Work required
Revise the records below so that every occurrence of "coordinates" becomes "positions" and nothing else changes. Leave the pictures out of the revised version.

——

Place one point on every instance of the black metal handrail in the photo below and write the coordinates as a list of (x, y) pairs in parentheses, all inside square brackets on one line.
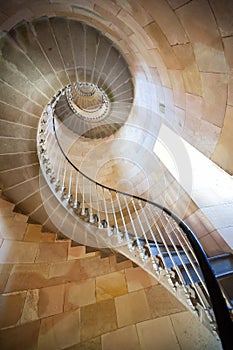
[(220, 308)]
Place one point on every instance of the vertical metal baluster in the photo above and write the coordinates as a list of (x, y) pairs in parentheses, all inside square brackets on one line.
[(76, 191), (142, 228), (64, 177), (69, 196), (154, 239), (59, 172), (125, 228), (115, 220), (184, 266), (90, 205), (168, 251), (83, 201), (98, 208), (188, 253), (134, 229), (52, 175)]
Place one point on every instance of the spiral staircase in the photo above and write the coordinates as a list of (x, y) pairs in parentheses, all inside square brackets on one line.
[(53, 98)]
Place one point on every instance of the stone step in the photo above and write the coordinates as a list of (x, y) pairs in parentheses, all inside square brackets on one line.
[(33, 234), (6, 208)]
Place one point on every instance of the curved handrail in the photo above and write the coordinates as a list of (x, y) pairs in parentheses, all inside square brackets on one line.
[(221, 312)]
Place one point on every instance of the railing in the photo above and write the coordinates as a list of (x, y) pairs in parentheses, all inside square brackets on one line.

——

Final result
Place one point on every instance of the black metal handrail in the photo below and write the positions as a list of (x, y) pairs in parentheses, all inside square brackets on one line.
[(220, 308)]
Place one point on every instance of the vertical metal baluster in the photo above and write the positions as a list of (x, y) pairs in parentheses, all inside square brackets on one line.
[(76, 191), (142, 228), (64, 177), (69, 196), (154, 239), (59, 172), (125, 228), (115, 220), (184, 266), (90, 205), (168, 251), (83, 201), (98, 208), (188, 253), (134, 229), (52, 175)]
Place one point on every instance of the spiral staircase in the photo above and write the positions as a list of (x, y) pairs in parentheses, all inside square brackets on one line.
[(53, 98)]
Place one point on every instance of the stone step in the photo above and write the positions as a list of (x, y) pairs in parentheses, all inside square brackets on one line.
[(33, 234), (6, 208)]
Place one point on every instance of the curved handrail in the photo above and write the positions as a list of (x, y) pairs in parentheses, all inside square brackets on one line.
[(221, 312)]
Place one point on every instance of the railing in the photo above and write the positions as a list of (x, y) pairs in parentheses, all inside square brackets on one line.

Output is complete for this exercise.